| WORK TO COMPLETE |
Turn every line of the material below into a numbered list, leaving out any blank lines.

| SUPPLIED RECORDS |

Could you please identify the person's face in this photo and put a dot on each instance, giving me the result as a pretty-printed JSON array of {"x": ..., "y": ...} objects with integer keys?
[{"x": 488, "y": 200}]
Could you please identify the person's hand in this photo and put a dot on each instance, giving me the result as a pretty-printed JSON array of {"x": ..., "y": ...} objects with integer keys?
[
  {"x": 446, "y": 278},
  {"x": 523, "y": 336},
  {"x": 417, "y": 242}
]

| FINISHED EXERCISE |
1. Could you please identify the person's face in this photo and put a dot on each instance, giving me the result as a pretty-printed JSON array of {"x": ..., "y": ...} objects with integer keys?
2. [{"x": 488, "y": 200}]
3. Could you please identify the person's hand in this photo and put a dot on each instance, giving me the result as a pretty-printed JSON array of {"x": ..., "y": ...} objects with integer keys?
4. [
5.   {"x": 446, "y": 278},
6.   {"x": 523, "y": 336},
7.   {"x": 417, "y": 242}
8. ]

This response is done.